**RECORD EXTRACTS**

--*--

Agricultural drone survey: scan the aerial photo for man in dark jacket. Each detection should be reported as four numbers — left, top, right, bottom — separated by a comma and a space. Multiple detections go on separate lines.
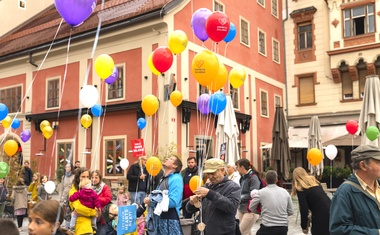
186, 158, 240, 235
330, 144, 380, 235
22, 160, 33, 186
127, 156, 148, 205
181, 156, 198, 218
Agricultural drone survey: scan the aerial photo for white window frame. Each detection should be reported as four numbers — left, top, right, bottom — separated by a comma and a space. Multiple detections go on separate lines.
103, 135, 127, 179
274, 94, 282, 107
55, 139, 75, 177
257, 0, 265, 8
258, 29, 267, 56
260, 89, 269, 118
46, 76, 61, 110
106, 63, 125, 102
213, 0, 225, 12
271, 0, 278, 18
240, 16, 250, 47
272, 38, 280, 63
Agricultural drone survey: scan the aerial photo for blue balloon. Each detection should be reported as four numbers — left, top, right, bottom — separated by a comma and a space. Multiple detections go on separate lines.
223, 22, 236, 43
0, 103, 8, 121
11, 118, 20, 129
91, 104, 103, 117
208, 92, 227, 115
137, 118, 147, 130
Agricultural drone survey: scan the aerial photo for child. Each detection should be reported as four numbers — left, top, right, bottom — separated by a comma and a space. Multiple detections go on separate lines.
28, 172, 40, 203
11, 178, 28, 232
0, 178, 9, 218
28, 200, 73, 235
37, 175, 49, 201
116, 185, 129, 206
69, 178, 101, 231
104, 203, 118, 235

--*--

Nothing but the lines from the one containing "Agricultural drone survey: scan the aerial photo for child." through the last line of the data above should be set down, word for word.

**SOLUTION TO THIS EXERCISE**
Agricultural drone survey: scan the aerial photo for child. Each detection should be reported as four numbers — left, top, right, bottom — separated by a comma and a space. Multiple detections go on separate lines.
28, 172, 40, 203
11, 178, 28, 232
0, 178, 9, 218
28, 200, 73, 235
37, 175, 49, 201
116, 185, 129, 206
69, 178, 101, 231
104, 203, 118, 235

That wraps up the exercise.